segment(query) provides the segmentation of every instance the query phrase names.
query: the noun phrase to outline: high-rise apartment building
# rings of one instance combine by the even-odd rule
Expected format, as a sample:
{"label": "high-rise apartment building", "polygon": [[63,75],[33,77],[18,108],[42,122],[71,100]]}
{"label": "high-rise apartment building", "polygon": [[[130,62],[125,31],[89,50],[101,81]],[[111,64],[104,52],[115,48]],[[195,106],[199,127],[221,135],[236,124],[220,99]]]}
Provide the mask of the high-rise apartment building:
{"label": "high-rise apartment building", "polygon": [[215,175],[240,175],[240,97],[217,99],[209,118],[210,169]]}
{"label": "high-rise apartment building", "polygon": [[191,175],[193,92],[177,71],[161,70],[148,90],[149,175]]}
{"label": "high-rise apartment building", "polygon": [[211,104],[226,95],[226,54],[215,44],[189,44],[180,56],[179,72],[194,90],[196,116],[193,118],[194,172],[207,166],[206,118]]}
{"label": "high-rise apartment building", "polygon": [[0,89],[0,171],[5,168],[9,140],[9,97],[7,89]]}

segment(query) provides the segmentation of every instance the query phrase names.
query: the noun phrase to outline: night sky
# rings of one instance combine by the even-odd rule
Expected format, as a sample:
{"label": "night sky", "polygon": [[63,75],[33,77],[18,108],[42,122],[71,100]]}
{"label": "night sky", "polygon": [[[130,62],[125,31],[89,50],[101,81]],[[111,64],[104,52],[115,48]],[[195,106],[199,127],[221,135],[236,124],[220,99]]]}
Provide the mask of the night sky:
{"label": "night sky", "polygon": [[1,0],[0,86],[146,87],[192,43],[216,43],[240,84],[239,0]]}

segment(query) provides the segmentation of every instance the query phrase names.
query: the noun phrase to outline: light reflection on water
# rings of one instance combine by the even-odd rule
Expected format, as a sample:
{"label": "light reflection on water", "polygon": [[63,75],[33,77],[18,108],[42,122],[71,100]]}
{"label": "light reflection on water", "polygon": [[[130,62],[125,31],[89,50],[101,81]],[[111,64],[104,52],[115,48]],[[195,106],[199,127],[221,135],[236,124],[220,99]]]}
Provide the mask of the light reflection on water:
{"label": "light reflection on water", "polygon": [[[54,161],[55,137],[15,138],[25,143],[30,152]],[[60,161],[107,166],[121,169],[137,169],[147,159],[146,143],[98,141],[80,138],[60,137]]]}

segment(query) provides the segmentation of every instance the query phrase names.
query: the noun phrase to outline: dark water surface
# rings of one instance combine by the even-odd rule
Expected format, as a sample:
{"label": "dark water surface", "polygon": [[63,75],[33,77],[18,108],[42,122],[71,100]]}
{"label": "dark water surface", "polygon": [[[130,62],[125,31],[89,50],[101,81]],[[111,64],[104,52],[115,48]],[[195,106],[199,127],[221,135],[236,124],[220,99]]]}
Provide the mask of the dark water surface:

------------------------------------

## WORK TO BE COMPLETED
Reproduce each record shown above without altering a single word.

## EXERCISE SOLUTION
segment(query) provides the segmentation of every instance the query phrase names.
query: the noun phrase to outline: high-rise apartment building
# rings of one instance combine by the even-odd rule
Expected format, as a sample:
{"label": "high-rise apartment building", "polygon": [[63,75],[33,77],[18,108],[42,122],[71,100]]}
{"label": "high-rise apartment building", "polygon": [[[130,62],[125,31],[89,50],[101,81]],[[111,64],[104,52],[115,48]],[[195,106],[199,127],[221,135],[236,124],[220,99]]]}
Provide the mask of the high-rise apartment building:
{"label": "high-rise apartment building", "polygon": [[215,175],[240,175],[240,97],[217,99],[209,118],[210,169]]}
{"label": "high-rise apartment building", "polygon": [[191,175],[193,92],[177,71],[161,70],[148,90],[149,175]]}
{"label": "high-rise apartment building", "polygon": [[211,104],[226,95],[226,54],[215,44],[189,44],[180,56],[179,72],[194,90],[196,116],[193,118],[194,172],[207,166],[206,118]]}
{"label": "high-rise apartment building", "polygon": [[0,89],[0,171],[5,168],[9,140],[9,97],[7,89]]}

segment(query) provides the segmentation of every instance the query phrase names.
query: the noun phrase to outline: night sky
# rings of one instance combine by the even-odd rule
Expected format, as a sample:
{"label": "night sky", "polygon": [[63,75],[33,77],[18,108],[42,122],[71,100]]}
{"label": "night sky", "polygon": [[[130,62],[125,31],[89,50],[101,81]],[[111,64],[104,52],[115,48]],[[195,106],[199,127],[221,135],[236,124],[220,99]]]}
Provide the mask of the night sky:
{"label": "night sky", "polygon": [[1,0],[0,86],[146,87],[192,43],[216,43],[240,84],[239,0]]}

segment(query) provides the segmentation of every instance the query phrase names.
query: the noun phrase to outline: light reflection on water
# rings of one instance combine by the even-odd rule
Expected format, as a sample:
{"label": "light reflection on water", "polygon": [[63,75],[33,77],[18,108],[42,122],[71,100]]}
{"label": "light reflection on water", "polygon": [[[130,62],[125,31],[89,50],[101,81]],[[111,64],[104,52],[115,48]],[[195,106],[199,127],[221,135],[236,124],[220,99]]]}
Provide the mask of the light reflection on water:
{"label": "light reflection on water", "polygon": [[[54,161],[55,137],[15,138],[25,143],[30,152]],[[60,161],[107,166],[121,169],[137,169],[147,159],[146,143],[98,141],[80,138],[60,137]]]}

segment(query) provides the segmentation of every instance the query phrase names.
query: the noun phrase to outline: dark water surface
# rings of one instance combine by the even-odd rule
Expected format, as a sample:
{"label": "dark water surface", "polygon": [[63,75],[33,77],[18,108],[42,122],[71,100]]}
{"label": "dark water surface", "polygon": [[[130,62],[125,31],[89,50],[101,81]],[[111,64],[104,52],[115,48]],[[195,106],[199,127],[221,135],[236,124],[220,99]]]}
Provide the mask of the dark water surface:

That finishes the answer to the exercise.